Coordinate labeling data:

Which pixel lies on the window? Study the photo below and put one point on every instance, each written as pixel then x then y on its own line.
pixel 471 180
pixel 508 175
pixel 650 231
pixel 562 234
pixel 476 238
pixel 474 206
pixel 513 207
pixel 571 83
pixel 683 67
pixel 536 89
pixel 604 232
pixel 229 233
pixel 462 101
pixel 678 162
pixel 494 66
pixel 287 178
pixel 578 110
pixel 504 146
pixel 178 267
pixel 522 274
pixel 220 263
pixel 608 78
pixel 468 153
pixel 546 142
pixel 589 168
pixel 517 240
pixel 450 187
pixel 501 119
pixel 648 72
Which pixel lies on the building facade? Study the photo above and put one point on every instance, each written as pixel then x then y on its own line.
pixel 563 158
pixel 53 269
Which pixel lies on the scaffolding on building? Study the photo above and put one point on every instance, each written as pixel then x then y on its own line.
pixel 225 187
...
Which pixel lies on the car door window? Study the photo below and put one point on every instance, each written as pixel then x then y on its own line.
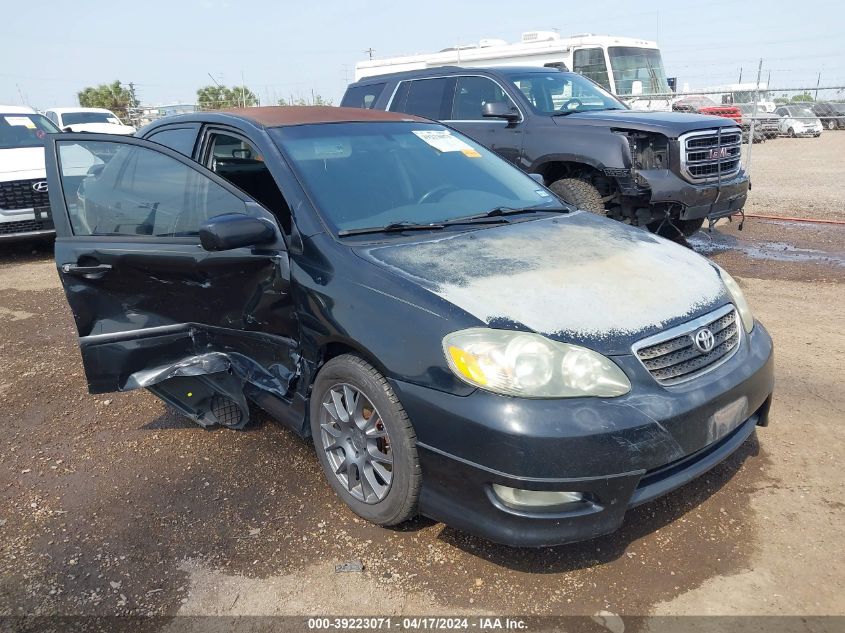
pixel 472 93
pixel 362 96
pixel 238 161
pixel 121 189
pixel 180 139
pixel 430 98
==
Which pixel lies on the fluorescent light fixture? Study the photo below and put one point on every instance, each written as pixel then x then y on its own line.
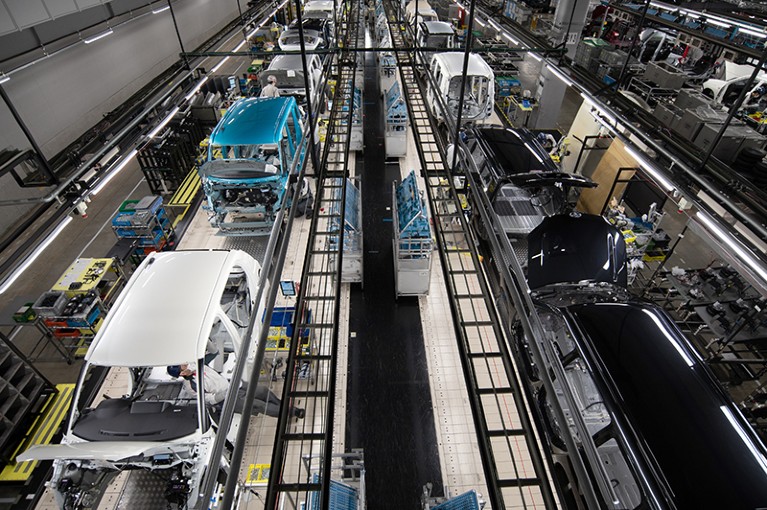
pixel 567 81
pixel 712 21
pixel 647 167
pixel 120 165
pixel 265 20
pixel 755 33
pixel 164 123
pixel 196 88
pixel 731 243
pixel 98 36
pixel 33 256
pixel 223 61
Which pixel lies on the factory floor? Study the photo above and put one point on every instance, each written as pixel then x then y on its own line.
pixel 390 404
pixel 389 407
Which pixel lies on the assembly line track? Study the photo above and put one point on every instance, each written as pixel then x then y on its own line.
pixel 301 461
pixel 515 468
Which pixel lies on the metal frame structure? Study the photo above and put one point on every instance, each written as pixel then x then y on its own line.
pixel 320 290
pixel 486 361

__Set exercise__.
Quote the listing above word for word, from the line that contains "Which pixel lies on the window?" through the line that contains "pixel 287 178", keeping both of those lines.

__Response__.
Which pixel lies on the window? Study the photo below and put one point on every instance, each written as pixel then x then y on its own line.
pixel 471 180
pixel 508 175
pixel 650 231
pixel 562 234
pixel 476 238
pixel 474 206
pixel 513 207
pixel 571 83
pixel 683 67
pixel 536 89
pixel 604 232
pixel 229 233
pixel 462 101
pixel 678 162
pixel 494 66
pixel 287 178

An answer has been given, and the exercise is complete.